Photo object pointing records
• • • • • • •

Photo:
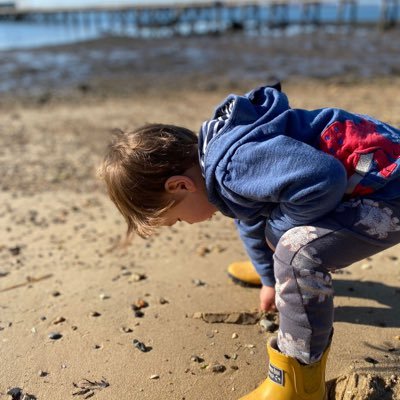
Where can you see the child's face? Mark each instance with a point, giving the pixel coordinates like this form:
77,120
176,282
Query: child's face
191,208
190,196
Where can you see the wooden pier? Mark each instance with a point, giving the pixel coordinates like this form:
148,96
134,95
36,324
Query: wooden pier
208,17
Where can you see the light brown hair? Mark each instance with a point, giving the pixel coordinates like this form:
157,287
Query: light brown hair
136,167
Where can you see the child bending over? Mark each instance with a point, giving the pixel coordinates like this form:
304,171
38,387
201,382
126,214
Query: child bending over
310,192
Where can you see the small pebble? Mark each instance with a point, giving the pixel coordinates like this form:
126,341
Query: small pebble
267,325
218,368
366,266
15,393
94,314
136,277
139,314
59,320
198,282
141,346
55,335
125,329
371,360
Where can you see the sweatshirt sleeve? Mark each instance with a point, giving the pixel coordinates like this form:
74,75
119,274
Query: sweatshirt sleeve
252,235
301,183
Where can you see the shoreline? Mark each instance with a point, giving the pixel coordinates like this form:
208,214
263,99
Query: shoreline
120,66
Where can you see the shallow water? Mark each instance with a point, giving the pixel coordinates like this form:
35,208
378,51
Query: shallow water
317,54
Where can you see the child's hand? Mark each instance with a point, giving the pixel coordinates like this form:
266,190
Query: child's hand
267,298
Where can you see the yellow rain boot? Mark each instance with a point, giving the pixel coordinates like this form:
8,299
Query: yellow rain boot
244,273
289,380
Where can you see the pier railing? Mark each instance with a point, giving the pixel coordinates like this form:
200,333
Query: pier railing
211,16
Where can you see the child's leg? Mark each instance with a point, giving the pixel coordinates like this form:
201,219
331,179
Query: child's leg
305,256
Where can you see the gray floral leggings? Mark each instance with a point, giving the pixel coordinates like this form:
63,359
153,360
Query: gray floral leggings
305,256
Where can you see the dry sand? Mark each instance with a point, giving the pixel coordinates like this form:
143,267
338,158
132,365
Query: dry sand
62,271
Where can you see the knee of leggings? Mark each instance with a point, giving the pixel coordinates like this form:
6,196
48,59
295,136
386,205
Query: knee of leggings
295,249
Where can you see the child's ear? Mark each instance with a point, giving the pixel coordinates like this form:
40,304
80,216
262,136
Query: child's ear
179,183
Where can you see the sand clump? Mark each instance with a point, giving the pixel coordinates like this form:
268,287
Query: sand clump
361,386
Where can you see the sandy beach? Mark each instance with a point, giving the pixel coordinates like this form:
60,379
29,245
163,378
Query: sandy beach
82,316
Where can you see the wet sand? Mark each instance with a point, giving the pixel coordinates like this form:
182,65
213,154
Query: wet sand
62,270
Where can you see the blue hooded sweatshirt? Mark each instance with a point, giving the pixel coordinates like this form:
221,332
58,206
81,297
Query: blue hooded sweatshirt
273,168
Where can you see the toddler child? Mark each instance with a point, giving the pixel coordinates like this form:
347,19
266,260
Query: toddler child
310,192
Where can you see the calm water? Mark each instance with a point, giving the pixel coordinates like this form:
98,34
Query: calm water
16,35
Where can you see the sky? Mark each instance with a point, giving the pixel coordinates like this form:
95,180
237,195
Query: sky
75,3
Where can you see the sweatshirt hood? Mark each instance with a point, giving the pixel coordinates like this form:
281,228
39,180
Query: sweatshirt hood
235,121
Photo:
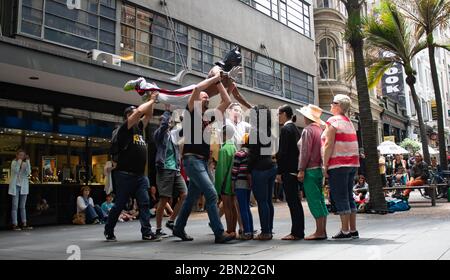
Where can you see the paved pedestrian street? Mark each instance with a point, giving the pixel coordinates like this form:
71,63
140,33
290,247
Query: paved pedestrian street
420,233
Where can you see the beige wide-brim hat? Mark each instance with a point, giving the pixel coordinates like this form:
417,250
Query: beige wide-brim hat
312,112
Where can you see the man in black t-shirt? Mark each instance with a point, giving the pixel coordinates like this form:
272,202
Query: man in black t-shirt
129,174
196,152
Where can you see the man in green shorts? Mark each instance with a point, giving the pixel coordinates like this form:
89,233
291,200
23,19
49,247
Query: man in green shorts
310,168
223,178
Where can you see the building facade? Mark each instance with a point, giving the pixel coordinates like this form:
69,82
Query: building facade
63,64
335,59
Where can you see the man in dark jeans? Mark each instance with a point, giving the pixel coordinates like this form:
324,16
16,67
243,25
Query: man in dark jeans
287,160
129,174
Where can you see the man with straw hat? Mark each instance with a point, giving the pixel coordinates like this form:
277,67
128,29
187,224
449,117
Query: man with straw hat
310,168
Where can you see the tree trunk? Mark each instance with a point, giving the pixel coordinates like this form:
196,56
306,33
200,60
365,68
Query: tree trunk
410,80
440,120
368,129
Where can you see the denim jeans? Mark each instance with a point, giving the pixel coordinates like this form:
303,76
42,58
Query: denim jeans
94,212
126,185
199,182
291,189
243,197
263,183
18,201
341,189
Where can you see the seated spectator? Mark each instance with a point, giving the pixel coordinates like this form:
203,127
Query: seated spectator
93,213
400,177
108,204
41,205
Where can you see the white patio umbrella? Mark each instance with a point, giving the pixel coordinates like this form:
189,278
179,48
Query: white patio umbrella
431,150
389,147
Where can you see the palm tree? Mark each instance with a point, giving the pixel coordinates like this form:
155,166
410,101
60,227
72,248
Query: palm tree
388,32
354,38
428,16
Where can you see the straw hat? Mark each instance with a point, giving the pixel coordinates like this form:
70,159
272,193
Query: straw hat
312,112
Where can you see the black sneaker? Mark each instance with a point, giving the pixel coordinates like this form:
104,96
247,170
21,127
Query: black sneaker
110,237
223,238
182,235
170,225
151,237
355,235
160,233
342,236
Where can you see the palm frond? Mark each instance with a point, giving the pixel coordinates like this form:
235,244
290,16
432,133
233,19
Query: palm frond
446,46
419,47
377,70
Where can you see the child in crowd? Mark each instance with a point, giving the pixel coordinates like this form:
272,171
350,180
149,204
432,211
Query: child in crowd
108,204
361,193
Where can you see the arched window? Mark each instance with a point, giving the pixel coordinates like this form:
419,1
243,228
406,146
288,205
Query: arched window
324,3
327,58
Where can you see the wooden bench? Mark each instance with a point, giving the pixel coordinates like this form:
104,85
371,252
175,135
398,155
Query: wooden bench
432,187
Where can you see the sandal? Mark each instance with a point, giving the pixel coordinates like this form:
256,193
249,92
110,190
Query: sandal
291,237
263,236
316,238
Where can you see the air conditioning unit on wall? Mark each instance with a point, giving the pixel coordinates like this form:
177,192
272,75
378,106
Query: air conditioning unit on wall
104,57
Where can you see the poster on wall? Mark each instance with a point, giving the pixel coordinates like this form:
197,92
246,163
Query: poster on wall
48,168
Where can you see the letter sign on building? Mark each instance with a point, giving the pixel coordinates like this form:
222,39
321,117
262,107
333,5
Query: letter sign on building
73,4
393,86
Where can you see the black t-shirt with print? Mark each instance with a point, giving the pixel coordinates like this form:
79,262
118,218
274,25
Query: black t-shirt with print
191,146
133,149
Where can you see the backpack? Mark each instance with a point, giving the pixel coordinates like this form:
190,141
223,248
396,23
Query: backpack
398,205
115,149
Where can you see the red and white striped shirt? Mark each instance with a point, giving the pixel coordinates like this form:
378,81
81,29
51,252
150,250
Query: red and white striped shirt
345,152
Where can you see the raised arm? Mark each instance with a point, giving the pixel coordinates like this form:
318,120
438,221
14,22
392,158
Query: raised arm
203,85
235,92
145,109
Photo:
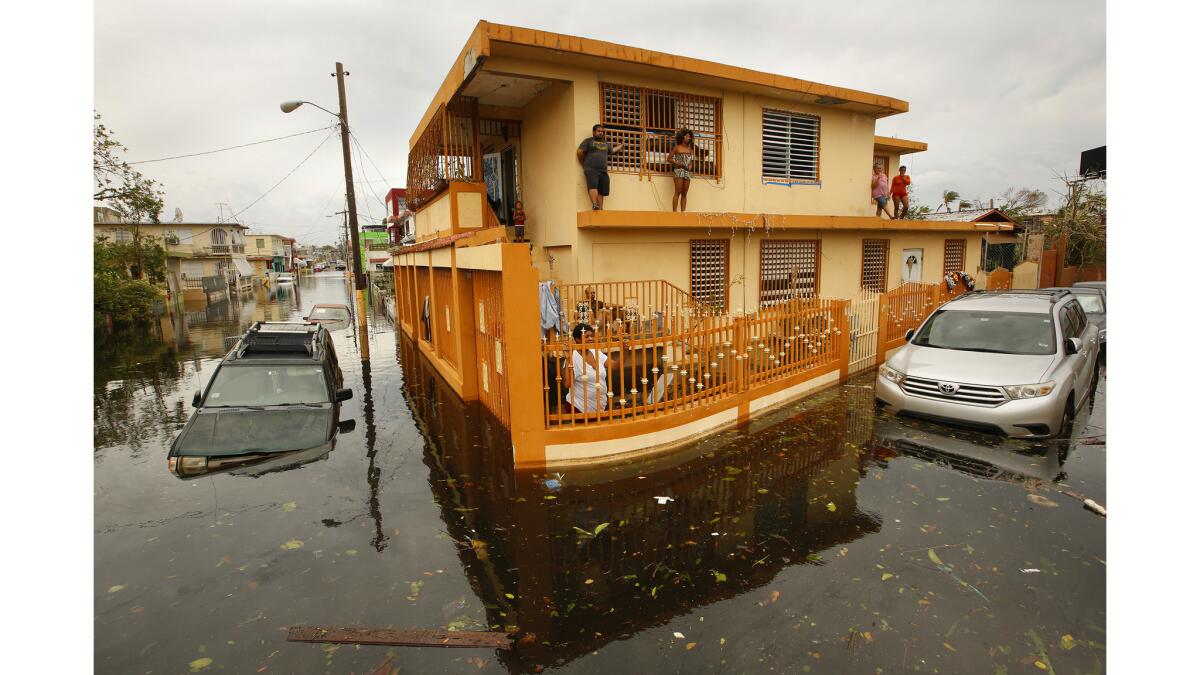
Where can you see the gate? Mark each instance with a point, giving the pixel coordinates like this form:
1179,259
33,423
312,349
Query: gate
864,329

• • • • • • •

:: Work instructions ::
Give back the whole listing as it stands, minus its pictures.

:: Exercise answer ::
Photo:
Where can you see the child's face? Mark each instance with a point, giving the pixel coordinates like this form:
77,120
176,282
Query: child's face
191,208
190,196
Where can you see the wooden pier? Mark each instance with a point, giving the pixel coordinates like this form:
148,96
134,95
36,324
Query: wooden pier
208,17
Where can you see the light brown hair? Mark each instance with a point, giving the pixel coordinates like this form:
157,287
Query: light brown hair
136,167
Where can you see the child bending over? Mark each instance with a point, giving the pixel coordinates like this form:
304,171
38,387
201,382
126,214
Query: child bending over
310,192
Where can you see the small pebble? Mark each instance with a point, giving the pixel coordinates like this form:
126,341
Query: small pebble
267,325
218,368
366,266
15,393
94,314
136,277
139,314
59,320
198,282
141,346
55,335
125,329
371,360
Where can you see the sweatshirt sleeve? Mark each instance with a point, giving the pixel coordinates like this form:
74,75
119,274
Query: sweatshirt sleeve
252,235
301,183
Where can you see the shoreline? Mark each instance with a point, giving the pixel coordinates like this form:
208,214
263,99
Query: shoreline
120,66
Where can you see the shallow water? Mark each instance with a point, giving the pixel coordinates like this form:
35,208
378,51
Query: shallow water
317,54
Where can you see the child's hand? Mark each instance with a point, giving the pixel coordinates like this form:
266,190
Query: child's hand
267,298
Where can you see the yellow rain boot? Mark each instance with a point, giving the pixel coordinates like this form:
8,299
Query: yellow rain boot
244,273
289,380
Where can you see the pier railing? Mark each instance with a point, giving the pixel coordinates like this form:
200,333
Query: pier railing
211,16
Where can you see the child's leg? Mark each instance with a point, giving the pixel coordinates like this form:
201,219
331,179
Query: child's leg
305,256
Where can you see the gray floral leggings? Mark each instance with a point, giving the pixel coordinates like this form:
63,359
153,360
Query: gray floral leggings
305,256
Where can you see the dry sand? Mark each instance with a point, giving the pixel coordinates like this form:
143,267
338,158
132,365
Query: dry sand
62,271
Where can you see the knee of leggings? Mark each instance with a point, giving the pixel coordinates like this form:
6,196
48,59
295,136
386,205
Query: knee of leggings
295,249
Where can you see the child's ear? Mark each instance with a point, giving the pixel coordinates like this form:
40,304
80,216
262,136
Query: child's ear
179,183
Where can you see the sand clump? Mark each instance with a point, giving the pixel coordinates like this form:
268,287
Query: sand clump
361,386
Where can you see the sandy beach? Mark each instance with a point, giving the pixel coordinates like this form:
60,379
29,245
163,378
Query: sandy beach
82,316
Where can you see the wet sand? Mark each instance with a point, giving the pixel coordinates like this form:
182,65
213,154
Query: wet sand
62,270
Where can you see the blue hooded sweatshirt? Mark each instance with a point, giving the pixel coordinates like this form:
221,332
58,206
81,297
Query: blue hooded sweatshirt
273,168
Where can you see the toddler child? Mark each instance with a point, giving the pixel coordinates like this form:
347,19
266,260
Query: toddler child
310,192
Where can you see the calm water? Mark each instance with a point, giving the pixel coordinates like this form:
98,34
Query: calm water
16,35
Where can you see the sky? Mark each instance with a point, giving the pixel coordinates like this form:
95,180
237,195
Query: sky
75,3
Where can you see the sweatshirt hood? Mark each instance with a point, giving the pixel coordinates like this form:
281,228
39,180
Query: sweatshirt hood
235,121
Photo:
Where can you see the paved pedestrian street? Mark each instance with a point, giving the pixel coordinates like this form:
71,63
140,33
290,247
Query: paved pedestrian street
420,233
Where can you see the beige wide-brim hat? Mark each instance with a point, giving the pixel coordinates like this form:
417,250
Query: beige wide-brim hat
312,112
Where can you see the man in black t-shirt? Mark each instance with a point, giving the pixel coordinates like this form:
272,202
Query: man in black t-shirt
129,174
196,152
Where can you see the man in green shorts? Mark each instance with a point, giving the pixel coordinates like this form:
89,233
291,200
23,19
49,247
Query: man in green shorts
310,168
223,178
Where can you see the building facade? Mark each instance with a point, giving the pixel coordinates like this form:
69,82
Query: building facade
63,64
335,59
Where can you see the man in dark jeans? Mark each instance with a point, giving the pixel coordinates like this form:
324,16
16,67
243,25
Query: man in dark jeans
287,160
129,174
Where can you see the man with straw hat? Mark each instance with a point, giving the pixel coordinates like this form:
277,67
128,29
187,224
449,117
Query: man with straw hat
310,168
Where can you see the tree trunk? Mark each instance with a point, giving the pixel coordinates like this form:
196,56
306,33
200,60
365,68
Query: tree trunk
410,80
440,120
368,129
Where can you see the denim jeans? Mark each instance with a point, giving the pixel coordinates like this form:
303,76
42,58
Query: denim jeans
94,212
126,185
199,182
291,189
243,197
263,183
18,201
341,189
Where can you see the seated spectator? Mark each instance with a point, giving the pixel coordinates like this form:
203,127
Query: seated spectator
93,213
400,177
108,204
41,205
Where can you see the white patio umbrella? Mark each instance with a point, giving the pixel coordinates like this form:
189,278
179,48
Query: white patio umbrella
431,150
389,147
Where can you see the palm tree? Mark each instance with a point, giving the pixel coordinates like this form:
155,166
410,101
60,227
72,248
Query: palm tree
388,32
354,38
428,16
Where can you see the straw hat? Mark each instance with a point, giving the pixel coordinates like this form:
70,159
272,193
Query: straw hat
312,112
Where can you see the black sneaker? Mark each instance with a point, giving the pixel coordinates like this form:
104,96
247,170
21,127
Query: black sneaker
110,237
223,238
182,235
170,225
151,237
355,235
160,233
342,236
Where can you see the palm frond? Mark each instance with a point, giving the pixel coordinates like this form:
235,244
290,16
432,133
233,19
Query: palm frond
446,46
419,47
377,70
Where can you see the child in crowd? Mark each instance with a point, giving the pixel coordinates like this form:
272,171
350,180
149,204
432,211
Query: child in crowd
108,204
361,193
Where can you see the arched window? Mark each instance with a point, giving the pixel coordinates like this form:
419,1
243,228
406,146
288,205
Query: arched window
324,3
327,58
Where can you see the wooden bench? Mark each instance with a point, giving the pixel coordinates like this form:
104,85
371,252
175,135
398,155
Query: wooden bench
432,187
Where can you see the sandal? Mark each instance with a point, giving the pixel coordinates like this form:
256,193
249,92
110,190
Query: sandal
291,237
263,236
316,238
Where can you see the air conditioning unit on wall? Mark each instance with a point, giving the pixel coordinates like this form:
177,192
272,75
378,106
Query: air conditioning unit on wall
104,57
Where can you see the poster on wall? Mark each instance with a point, giving the pixel coordinates like this form:
197,92
246,163
Query: poster on wall
48,168
Where can you see the letter sign on building? Mark each instance with a point, giving the pixel coordinates like this form:
222,39
321,117
262,107
333,5
Query: letter sign on building
73,4
393,86
Where can you see the black t-shirt with print? Mark each instance with a point, giving the pixel coordinates like this form:
79,262
118,218
274,25
Query: black t-shirt with print
191,146
133,149
Where can you see the backpack? Mark each instance with a point, giving the pixel coordinates like this form:
190,141
223,248
396,23
Query: backpack
398,205
115,149
Where can you see the red and white striped shirt? Mark each instance with a point, giving the pixel coordinates like this form:
378,81
81,29
51,252
150,250
Query: red and white striped shirt
345,152
Where can you see the raised arm? Mark each instance with a point, giving the pixel coordinates like this form:
318,120
438,221
14,22
392,158
Query: raised arm
203,85
235,92
145,109
Photo:
Where can you see the gate? Mark each instance with a point, giving the pixel coordinates like this form:
1179,259
33,423
312,349
Query: gate
864,329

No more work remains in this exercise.